SET TASKS
a. From the NFL betting column, return the passage from "Kirk has gotten" up to and including "recaps on Tuesday.".
b. Answer these questions using the NFL betting column:
(i) How much money do Kirk and Matt each get per week?
(ii) What must the loser do?
(iii) On what day do picks go up?

DOCUMENT PASSAGE
[start]

Updated: 2 hours ago

Kirk and Matt get $100 each per week and go head-to-head to see who can light the most money on fire betting the NFL this season.

kirk is emotionally checked out of this season

Kirk has gotten so sad about this season that Matt has started rooting for his picks. It's just not as fun when one of the contestants is emotionally broken. Come on, anytime touchdown parlays!


Our rules are simple:


  • Each of us gets $100 to bet every week.

  • We must bet the entire $100.

  • Picks go up Thursday, recaps on Tuesday.

  • Only bets that resolve that week (no futures).

  • Loser does the TB12 diet for a week


Any weekly profit can be banked and rolled forward. Any portion of the $100 you don’t lose stays in your total, but you can’t reuse it.


Now that the rules preamble is over, let’s get to the picks — hopefully we fare better than Kirk Cousins' mutilated achilles.

[end]

ENTRIES PROVIDED

[start]

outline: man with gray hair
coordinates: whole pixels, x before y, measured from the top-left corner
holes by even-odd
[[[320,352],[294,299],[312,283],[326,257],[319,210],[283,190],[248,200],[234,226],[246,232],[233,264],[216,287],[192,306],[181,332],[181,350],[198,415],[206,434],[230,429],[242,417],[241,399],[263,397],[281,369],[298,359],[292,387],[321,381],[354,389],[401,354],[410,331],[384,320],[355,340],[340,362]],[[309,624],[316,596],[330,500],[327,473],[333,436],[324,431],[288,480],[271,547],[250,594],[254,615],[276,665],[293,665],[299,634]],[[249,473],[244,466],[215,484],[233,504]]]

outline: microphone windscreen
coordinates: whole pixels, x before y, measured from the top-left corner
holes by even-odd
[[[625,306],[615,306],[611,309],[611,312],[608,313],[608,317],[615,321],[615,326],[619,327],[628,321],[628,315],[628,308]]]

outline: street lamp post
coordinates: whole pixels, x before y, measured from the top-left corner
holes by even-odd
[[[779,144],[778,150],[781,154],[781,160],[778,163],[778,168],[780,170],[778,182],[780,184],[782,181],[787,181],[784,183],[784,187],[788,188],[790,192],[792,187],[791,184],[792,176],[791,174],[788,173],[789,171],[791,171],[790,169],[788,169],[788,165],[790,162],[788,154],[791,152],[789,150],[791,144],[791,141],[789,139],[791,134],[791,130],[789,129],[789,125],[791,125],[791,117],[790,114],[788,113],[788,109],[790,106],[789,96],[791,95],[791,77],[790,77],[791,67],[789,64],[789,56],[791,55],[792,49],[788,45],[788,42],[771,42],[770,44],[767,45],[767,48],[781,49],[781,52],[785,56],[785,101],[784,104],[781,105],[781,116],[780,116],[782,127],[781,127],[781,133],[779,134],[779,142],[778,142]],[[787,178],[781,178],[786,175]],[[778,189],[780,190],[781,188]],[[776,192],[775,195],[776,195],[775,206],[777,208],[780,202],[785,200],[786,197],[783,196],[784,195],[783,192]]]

[end]

RESULTS
a.
Kirk has gotten so sad about this season that Matt has started rooting for his picks. It's just not as fun when one of the contestants is emotionally broken. Come on, anytime touchdown parlays!


Our rules are simple:


  • Each of us gets $100 to bet every week.

  • We must bet the entire $100.

  • Picks go up Thursday, recaps on Tuesday.

b.
(i) $100 each
(ii) The TB12 diet for a week
(iii) Thursday